Cel: Przepisz wszystkie wiersze poniższych pozycji jako listę numerowaną, pomijając puste wiersze.

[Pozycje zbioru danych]

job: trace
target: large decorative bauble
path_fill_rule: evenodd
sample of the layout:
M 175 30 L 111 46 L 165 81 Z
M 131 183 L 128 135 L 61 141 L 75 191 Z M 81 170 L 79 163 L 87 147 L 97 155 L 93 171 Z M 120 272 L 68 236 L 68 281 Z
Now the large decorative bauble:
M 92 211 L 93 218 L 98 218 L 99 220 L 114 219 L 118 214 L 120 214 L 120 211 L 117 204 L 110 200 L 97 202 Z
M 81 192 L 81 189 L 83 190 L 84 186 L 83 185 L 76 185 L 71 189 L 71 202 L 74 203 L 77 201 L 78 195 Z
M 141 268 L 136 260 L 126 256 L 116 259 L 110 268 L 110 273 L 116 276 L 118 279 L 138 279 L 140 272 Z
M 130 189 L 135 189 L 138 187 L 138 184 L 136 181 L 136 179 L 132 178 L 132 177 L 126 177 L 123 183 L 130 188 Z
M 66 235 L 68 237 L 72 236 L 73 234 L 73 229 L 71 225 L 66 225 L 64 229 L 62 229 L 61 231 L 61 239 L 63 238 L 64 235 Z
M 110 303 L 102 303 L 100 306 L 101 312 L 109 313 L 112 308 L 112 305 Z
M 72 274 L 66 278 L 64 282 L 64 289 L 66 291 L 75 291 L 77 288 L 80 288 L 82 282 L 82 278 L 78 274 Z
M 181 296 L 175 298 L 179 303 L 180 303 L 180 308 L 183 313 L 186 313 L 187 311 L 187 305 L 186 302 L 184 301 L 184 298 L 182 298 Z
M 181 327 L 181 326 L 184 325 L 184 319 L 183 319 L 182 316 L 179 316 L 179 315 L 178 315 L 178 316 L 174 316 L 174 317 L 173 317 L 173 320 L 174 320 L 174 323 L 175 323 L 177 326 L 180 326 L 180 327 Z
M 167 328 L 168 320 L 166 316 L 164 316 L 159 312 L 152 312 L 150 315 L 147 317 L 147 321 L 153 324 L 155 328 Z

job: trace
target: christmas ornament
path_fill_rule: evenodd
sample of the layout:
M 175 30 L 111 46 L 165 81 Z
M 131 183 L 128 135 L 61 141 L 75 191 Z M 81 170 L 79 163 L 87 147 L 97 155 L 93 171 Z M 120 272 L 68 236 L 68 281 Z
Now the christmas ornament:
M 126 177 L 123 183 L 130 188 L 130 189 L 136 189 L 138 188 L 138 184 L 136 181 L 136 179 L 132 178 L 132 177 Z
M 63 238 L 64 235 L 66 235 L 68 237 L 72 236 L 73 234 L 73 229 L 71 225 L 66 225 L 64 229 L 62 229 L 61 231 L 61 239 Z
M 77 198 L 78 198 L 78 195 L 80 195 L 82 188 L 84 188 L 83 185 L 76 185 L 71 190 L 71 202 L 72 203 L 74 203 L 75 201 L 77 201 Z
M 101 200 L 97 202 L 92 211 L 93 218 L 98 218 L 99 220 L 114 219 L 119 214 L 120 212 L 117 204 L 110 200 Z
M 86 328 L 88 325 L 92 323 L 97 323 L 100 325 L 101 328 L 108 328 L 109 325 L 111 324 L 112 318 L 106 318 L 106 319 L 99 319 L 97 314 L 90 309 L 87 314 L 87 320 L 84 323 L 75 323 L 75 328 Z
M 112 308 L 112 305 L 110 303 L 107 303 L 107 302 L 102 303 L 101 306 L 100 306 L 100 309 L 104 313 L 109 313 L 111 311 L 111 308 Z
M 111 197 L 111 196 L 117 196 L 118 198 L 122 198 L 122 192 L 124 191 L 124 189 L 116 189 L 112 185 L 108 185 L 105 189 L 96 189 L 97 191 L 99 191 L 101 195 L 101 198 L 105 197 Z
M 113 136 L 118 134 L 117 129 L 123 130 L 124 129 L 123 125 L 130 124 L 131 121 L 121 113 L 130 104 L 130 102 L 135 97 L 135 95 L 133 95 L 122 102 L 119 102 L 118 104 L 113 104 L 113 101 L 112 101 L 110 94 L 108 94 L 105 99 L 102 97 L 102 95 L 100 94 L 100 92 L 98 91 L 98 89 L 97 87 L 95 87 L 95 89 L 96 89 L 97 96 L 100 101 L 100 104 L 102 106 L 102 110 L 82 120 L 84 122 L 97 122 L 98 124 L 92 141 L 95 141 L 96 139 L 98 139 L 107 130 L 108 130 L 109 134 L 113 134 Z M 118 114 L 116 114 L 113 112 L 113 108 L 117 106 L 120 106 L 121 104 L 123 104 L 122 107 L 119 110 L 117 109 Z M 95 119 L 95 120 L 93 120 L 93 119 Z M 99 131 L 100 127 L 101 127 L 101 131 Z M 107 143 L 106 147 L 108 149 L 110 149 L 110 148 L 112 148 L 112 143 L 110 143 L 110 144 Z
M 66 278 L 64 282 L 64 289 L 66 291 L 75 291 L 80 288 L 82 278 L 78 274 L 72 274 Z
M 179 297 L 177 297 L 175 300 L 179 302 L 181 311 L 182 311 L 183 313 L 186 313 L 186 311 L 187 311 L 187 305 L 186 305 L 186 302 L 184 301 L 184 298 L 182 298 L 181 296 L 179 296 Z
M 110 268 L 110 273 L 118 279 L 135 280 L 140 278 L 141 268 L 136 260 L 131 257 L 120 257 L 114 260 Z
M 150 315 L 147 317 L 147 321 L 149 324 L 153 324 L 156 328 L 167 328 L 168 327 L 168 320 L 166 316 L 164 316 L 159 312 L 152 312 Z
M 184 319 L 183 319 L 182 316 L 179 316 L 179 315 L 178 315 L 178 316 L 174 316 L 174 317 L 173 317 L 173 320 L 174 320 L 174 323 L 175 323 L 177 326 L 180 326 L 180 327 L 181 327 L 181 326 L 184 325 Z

Odpowiedź do zadania:
1. job: trace
2. target: large decorative bauble
3. path_fill_rule: evenodd
4. sample of the layout:
5. M 175 30 L 111 46 L 165 81 Z
6. M 131 183 L 128 135 L 61 141 L 75 191 Z M 81 170 L 79 163 L 87 147 L 97 155 L 93 171 Z M 120 272 L 68 236 L 68 281 Z
7. Now the large decorative bauble:
8. M 92 211 L 93 218 L 98 218 L 99 220 L 114 219 L 118 214 L 120 214 L 120 211 L 117 204 L 110 200 L 97 202 Z
9. M 81 192 L 81 189 L 83 190 L 84 186 L 83 185 L 76 185 L 71 189 L 71 202 L 74 203 L 77 201 L 78 195 Z
10. M 141 268 L 136 260 L 126 256 L 116 259 L 110 268 L 110 273 L 116 276 L 118 279 L 138 279 L 140 272 Z
11. M 130 189 L 135 189 L 138 187 L 138 184 L 136 181 L 136 179 L 132 178 L 132 177 L 126 177 L 123 183 L 130 188 Z
12. M 66 235 L 68 237 L 72 236 L 73 234 L 73 229 L 71 225 L 66 225 L 64 229 L 62 229 L 61 231 L 61 239 L 63 238 L 64 235 Z
13. M 110 303 L 102 303 L 100 306 L 101 312 L 109 313 L 112 308 L 112 305 Z
14. M 72 274 L 66 278 L 64 282 L 64 289 L 66 291 L 75 291 L 77 288 L 80 288 L 82 282 L 82 278 L 78 274 Z
15. M 181 296 L 175 298 L 179 303 L 180 303 L 180 308 L 183 313 L 186 313 L 187 311 L 187 305 L 186 302 L 184 301 L 184 298 L 182 298 Z
16. M 181 327 L 181 326 L 184 325 L 184 319 L 183 319 L 182 316 L 179 316 L 179 315 L 178 315 L 178 316 L 174 316 L 174 317 L 173 317 L 173 320 L 174 320 L 174 323 L 175 323 L 177 326 L 180 326 L 180 327 Z
17. M 167 328 L 168 320 L 166 316 L 164 316 L 159 312 L 152 312 L 150 315 L 147 317 L 147 321 L 153 324 L 155 328 Z
18. job: trace
19. target: christmas ornament
20. path_fill_rule: evenodd
21. sample of the layout:
22. M 175 30 L 111 46 L 165 81 Z
23. M 131 183 L 128 135 L 61 141 L 75 191 Z M 81 170 L 79 163 L 87 147 L 97 155 L 93 171 Z M 120 272 L 68 236 L 68 281 Z
24. Now the christmas ornament:
25. M 126 177 L 123 183 L 130 188 L 130 189 L 136 189 L 138 188 L 138 184 L 136 181 L 136 179 L 132 178 L 132 177 Z
26. M 63 238 L 64 235 L 66 235 L 68 237 L 72 236 L 73 234 L 73 229 L 71 225 L 66 225 L 64 229 L 62 229 L 61 231 L 61 239 Z
27. M 77 198 L 78 198 L 78 195 L 80 195 L 82 188 L 84 188 L 83 185 L 76 185 L 71 190 L 71 202 L 72 203 L 74 203 L 75 201 L 77 201 Z
28. M 101 200 L 97 202 L 92 211 L 93 218 L 98 218 L 99 220 L 114 219 L 119 214 L 120 212 L 117 204 L 110 200 Z
29. M 86 328 L 88 325 L 92 323 L 97 323 L 100 325 L 101 328 L 108 328 L 109 325 L 111 324 L 112 318 L 106 318 L 106 319 L 99 319 L 97 314 L 90 309 L 87 314 L 87 320 L 84 323 L 75 323 L 75 328 Z
30. M 112 308 L 112 305 L 110 303 L 107 303 L 107 302 L 102 303 L 101 306 L 100 306 L 100 309 L 104 313 L 109 313 L 111 311 L 111 308 Z
31. M 111 197 L 111 196 L 117 196 L 118 198 L 122 198 L 122 192 L 124 191 L 124 189 L 116 189 L 112 185 L 108 185 L 105 189 L 96 189 L 97 191 L 99 191 L 101 195 L 101 198 L 105 197 Z
32. M 113 136 L 118 134 L 117 129 L 123 130 L 124 129 L 123 125 L 130 124 L 131 121 L 121 113 L 130 104 L 130 102 L 135 97 L 135 95 L 133 95 L 122 102 L 119 102 L 118 104 L 113 104 L 113 101 L 112 101 L 110 94 L 108 94 L 105 99 L 102 97 L 102 95 L 100 94 L 100 92 L 98 91 L 98 89 L 97 87 L 95 87 L 95 89 L 96 89 L 97 96 L 100 101 L 100 104 L 102 106 L 102 110 L 82 120 L 84 122 L 97 122 L 98 124 L 92 141 L 95 141 L 96 139 L 98 139 L 107 130 L 108 130 L 109 134 L 113 134 Z M 118 114 L 116 114 L 113 112 L 113 108 L 117 106 L 120 106 L 121 104 L 123 104 L 122 107 L 119 110 L 117 109 Z M 95 119 L 95 120 L 93 120 L 93 119 Z M 99 131 L 100 127 L 101 127 L 101 131 Z M 107 143 L 106 147 L 108 149 L 110 149 L 110 148 L 112 148 L 112 143 L 110 143 L 110 144 Z
33. M 66 278 L 64 282 L 64 289 L 66 291 L 75 291 L 80 288 L 82 278 L 78 274 L 72 274 Z
34. M 179 297 L 177 297 L 175 300 L 179 302 L 181 311 L 182 311 L 183 313 L 186 313 L 186 311 L 187 311 L 187 305 L 186 305 L 186 302 L 184 301 L 184 298 L 182 298 L 181 296 L 179 296 Z
35. M 110 268 L 110 273 L 118 279 L 135 280 L 140 278 L 141 268 L 136 260 L 131 257 L 120 257 L 114 260 Z
36. M 150 315 L 147 317 L 147 321 L 149 324 L 153 324 L 156 328 L 167 328 L 168 327 L 168 320 L 166 316 L 164 316 L 159 312 L 152 312 Z
37. M 184 319 L 183 319 L 182 316 L 179 316 L 179 315 L 178 315 L 178 316 L 174 316 L 174 317 L 173 317 L 173 320 L 174 320 L 174 323 L 175 323 L 177 326 L 180 326 L 180 327 L 181 327 L 181 326 L 184 325 Z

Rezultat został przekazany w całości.